[Exercise details]:
Please print the text on software hackathons word for word, beginning at "That basic diagnosis" and stopping after "work for management.".

[Text passage]:

The post says software hackathons no longer test software skill in any meaningful way because AI can spit out passable prototypes fast enough that the winner is often whoever tells the best story, not whoever hacked the hardest. It argues hardware still resists this because physical constraints are harder to fake, so building with electronics, sensors, or custom enclosures keeps the event grounded in actual making.
That basic diagnosis landed with a lot of people, but the sharper point was that this rot is older than LLMs. Plenty of people said software hackathons had already become demo theater years ago. Winning entries were often polished landing pages, mock data, bought
Bootstrap themes, or even straight PowerPoints. Corporate versions got singled out as the worst form. They reward presentation, let teams show work started weeks earlier, and sometimes turn weekend experiments into uncompensated product work for management.

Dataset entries
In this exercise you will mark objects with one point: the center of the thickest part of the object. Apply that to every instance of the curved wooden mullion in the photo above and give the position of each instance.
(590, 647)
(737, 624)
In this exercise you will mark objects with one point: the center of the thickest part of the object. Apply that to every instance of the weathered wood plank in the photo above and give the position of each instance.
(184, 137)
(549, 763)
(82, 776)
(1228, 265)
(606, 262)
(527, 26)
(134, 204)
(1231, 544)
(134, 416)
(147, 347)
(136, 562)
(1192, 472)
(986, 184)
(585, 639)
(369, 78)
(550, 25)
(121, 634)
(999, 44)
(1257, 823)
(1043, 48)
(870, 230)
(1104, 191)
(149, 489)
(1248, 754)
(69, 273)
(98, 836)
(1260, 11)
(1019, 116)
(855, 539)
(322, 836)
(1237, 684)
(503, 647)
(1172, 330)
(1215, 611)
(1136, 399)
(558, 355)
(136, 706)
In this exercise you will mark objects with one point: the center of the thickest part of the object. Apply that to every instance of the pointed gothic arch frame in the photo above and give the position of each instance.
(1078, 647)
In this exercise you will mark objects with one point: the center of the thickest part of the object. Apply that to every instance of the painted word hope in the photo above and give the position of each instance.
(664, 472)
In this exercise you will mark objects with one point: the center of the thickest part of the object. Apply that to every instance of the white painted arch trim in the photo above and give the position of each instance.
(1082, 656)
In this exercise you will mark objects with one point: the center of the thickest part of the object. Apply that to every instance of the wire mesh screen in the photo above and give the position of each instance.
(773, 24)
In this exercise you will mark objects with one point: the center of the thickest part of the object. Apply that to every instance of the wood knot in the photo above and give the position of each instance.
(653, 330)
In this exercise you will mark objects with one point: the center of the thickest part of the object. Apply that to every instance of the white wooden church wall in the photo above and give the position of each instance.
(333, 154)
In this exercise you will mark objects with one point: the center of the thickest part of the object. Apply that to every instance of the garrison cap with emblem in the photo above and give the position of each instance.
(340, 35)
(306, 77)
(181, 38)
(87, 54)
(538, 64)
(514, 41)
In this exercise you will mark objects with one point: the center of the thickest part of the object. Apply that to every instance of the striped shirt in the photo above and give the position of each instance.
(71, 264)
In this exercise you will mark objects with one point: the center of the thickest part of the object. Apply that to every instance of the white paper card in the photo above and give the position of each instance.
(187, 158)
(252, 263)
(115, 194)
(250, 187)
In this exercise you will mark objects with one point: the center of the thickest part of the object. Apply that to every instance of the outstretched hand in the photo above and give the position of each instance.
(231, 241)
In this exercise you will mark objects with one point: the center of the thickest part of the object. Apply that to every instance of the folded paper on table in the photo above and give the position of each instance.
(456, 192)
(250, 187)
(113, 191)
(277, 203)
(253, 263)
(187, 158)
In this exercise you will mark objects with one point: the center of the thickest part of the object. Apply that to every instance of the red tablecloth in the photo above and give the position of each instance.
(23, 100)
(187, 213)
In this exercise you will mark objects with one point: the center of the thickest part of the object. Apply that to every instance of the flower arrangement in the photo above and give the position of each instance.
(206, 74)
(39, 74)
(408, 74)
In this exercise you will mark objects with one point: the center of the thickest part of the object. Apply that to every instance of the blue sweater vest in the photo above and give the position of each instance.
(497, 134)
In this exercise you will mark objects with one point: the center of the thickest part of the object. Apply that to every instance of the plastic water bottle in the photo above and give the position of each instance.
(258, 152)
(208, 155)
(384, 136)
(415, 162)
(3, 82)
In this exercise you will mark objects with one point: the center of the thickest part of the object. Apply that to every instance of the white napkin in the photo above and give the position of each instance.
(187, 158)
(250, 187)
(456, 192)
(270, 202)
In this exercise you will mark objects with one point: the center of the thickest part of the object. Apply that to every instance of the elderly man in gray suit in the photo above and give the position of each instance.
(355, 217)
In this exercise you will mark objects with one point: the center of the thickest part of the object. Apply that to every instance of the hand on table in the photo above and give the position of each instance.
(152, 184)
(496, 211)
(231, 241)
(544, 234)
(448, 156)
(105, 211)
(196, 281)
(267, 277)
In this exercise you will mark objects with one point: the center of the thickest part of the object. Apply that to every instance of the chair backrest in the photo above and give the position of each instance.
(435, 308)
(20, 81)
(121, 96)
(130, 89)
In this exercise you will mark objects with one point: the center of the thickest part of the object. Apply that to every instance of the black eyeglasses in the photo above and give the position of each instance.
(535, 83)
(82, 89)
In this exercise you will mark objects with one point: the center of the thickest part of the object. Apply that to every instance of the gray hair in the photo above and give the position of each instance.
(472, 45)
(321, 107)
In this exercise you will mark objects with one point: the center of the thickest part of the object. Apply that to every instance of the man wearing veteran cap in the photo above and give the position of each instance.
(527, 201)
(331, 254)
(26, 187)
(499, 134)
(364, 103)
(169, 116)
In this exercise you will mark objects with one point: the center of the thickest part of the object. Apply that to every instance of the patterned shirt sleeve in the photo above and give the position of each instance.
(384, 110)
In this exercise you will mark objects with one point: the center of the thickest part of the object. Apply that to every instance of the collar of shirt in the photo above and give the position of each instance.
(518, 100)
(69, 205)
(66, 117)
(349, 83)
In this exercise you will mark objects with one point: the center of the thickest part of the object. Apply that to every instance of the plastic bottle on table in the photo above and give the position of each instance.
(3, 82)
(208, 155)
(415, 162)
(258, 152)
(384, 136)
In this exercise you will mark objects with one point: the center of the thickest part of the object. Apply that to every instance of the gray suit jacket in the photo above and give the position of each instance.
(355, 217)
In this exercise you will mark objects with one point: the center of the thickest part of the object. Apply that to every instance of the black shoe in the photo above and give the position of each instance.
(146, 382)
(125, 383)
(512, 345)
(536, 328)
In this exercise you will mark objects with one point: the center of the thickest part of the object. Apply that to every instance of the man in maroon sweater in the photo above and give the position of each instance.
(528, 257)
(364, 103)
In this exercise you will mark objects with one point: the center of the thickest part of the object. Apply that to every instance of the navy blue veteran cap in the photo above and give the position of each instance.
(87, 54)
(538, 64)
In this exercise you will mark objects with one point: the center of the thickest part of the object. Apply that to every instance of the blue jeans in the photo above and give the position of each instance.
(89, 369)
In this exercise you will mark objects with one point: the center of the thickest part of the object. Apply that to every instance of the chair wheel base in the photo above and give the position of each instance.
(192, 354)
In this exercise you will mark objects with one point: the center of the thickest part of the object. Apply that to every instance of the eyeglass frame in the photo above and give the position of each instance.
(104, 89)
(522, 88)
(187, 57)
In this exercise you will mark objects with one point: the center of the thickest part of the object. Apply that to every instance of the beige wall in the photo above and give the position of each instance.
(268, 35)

[Solution to this problem]:
That basic diagnosis landed with a lot of people, but the sharper point was that this rot is older than LLMs. Plenty of people said software hackathons had already become demo theater years ago. Winning entries were often polished landing pages, mock data, bought
Bootstrap themes, or even straight PowerPoints. Corporate versions got singled out as the worst form. They reward presentation, let teams show work started weeks earlier, and sometimes turn weekend experiments into uncompensated product work for management.